Dataset extract:

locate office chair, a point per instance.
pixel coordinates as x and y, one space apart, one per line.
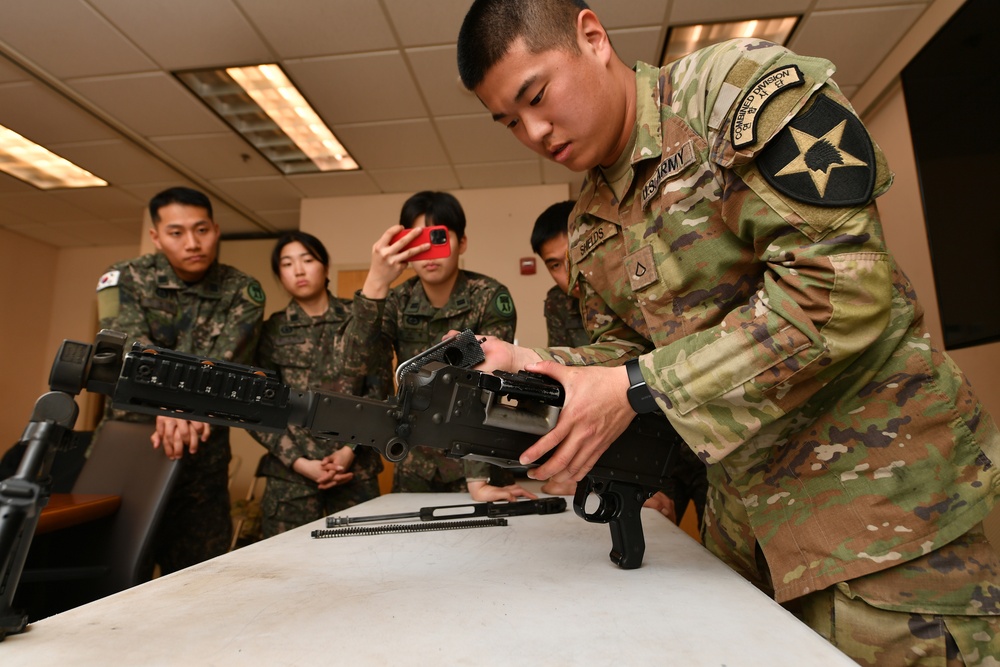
114 554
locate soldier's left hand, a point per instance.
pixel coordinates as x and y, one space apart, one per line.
595 412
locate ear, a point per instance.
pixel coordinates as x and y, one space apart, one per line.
155 235
591 35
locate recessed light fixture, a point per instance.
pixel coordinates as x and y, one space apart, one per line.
685 39
262 104
37 165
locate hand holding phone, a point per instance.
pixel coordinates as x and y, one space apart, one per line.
436 235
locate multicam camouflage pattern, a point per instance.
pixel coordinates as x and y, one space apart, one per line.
563 320
411 324
780 338
315 353
220 317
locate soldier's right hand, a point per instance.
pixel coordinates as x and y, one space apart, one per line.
175 434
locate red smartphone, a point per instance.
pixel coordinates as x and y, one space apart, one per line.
436 235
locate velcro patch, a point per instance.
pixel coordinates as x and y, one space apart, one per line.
823 157
109 279
670 166
593 238
744 128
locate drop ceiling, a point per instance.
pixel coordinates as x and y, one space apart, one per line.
91 80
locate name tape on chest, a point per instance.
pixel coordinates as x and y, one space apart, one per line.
671 165
744 129
593 239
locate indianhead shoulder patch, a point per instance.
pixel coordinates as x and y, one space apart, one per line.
823 157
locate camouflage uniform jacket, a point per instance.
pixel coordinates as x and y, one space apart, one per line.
219 316
779 336
410 324
563 320
316 352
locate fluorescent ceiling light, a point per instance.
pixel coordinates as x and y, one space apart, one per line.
686 39
39 166
263 105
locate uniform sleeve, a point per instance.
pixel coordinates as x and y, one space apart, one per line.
499 317
237 340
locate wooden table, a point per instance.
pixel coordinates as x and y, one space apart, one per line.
539 591
71 509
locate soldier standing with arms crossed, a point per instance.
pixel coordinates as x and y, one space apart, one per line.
734 277
182 298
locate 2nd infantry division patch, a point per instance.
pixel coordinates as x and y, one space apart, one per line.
824 157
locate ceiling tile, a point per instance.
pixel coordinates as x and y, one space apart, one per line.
423 23
109 202
46 117
320 27
509 174
38 207
645 44
414 180
187 34
410 143
217 155
618 14
152 104
436 72
686 12
878 28
334 184
261 194
358 88
119 162
478 139
87 44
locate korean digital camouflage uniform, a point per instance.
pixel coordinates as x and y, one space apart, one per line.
219 317
563 321
746 263
310 353
410 324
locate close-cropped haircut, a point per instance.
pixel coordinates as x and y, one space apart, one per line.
551 223
438 208
312 245
178 195
491 26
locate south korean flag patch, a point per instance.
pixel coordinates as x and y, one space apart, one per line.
109 279
823 157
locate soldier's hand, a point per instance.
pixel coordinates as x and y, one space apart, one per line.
175 434
389 260
594 413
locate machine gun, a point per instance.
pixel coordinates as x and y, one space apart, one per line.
441 402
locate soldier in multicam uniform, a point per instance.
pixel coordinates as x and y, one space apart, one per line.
418 313
687 481
183 299
735 277
309 344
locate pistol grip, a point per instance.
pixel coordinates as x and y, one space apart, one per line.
619 508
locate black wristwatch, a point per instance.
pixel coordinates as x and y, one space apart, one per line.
638 393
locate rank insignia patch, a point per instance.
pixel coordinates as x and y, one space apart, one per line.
824 157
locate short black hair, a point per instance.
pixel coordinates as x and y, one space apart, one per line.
551 223
438 208
312 245
491 26
178 195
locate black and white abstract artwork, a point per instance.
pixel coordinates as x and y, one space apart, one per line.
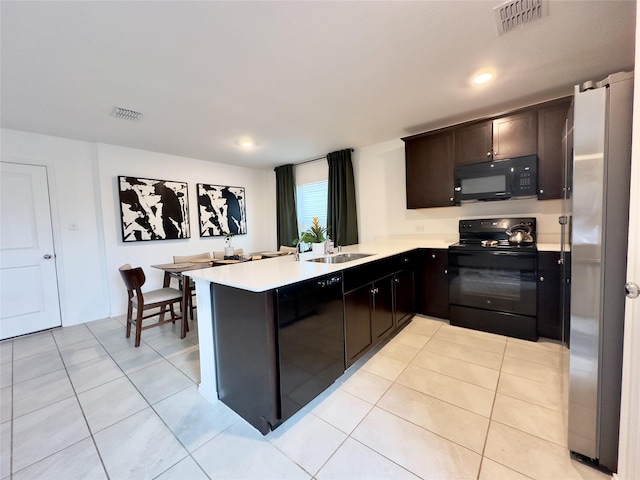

Task requirements: Gather each line in the rows above that contains the word "hand", and copy every one of those lines in full.

Response:
locate soldier's left hand, a point per instance.
locate hand holding phone, a point per instance.
locate soldier's right hand, a point per instance.
locate soldier's hand, a point per instance.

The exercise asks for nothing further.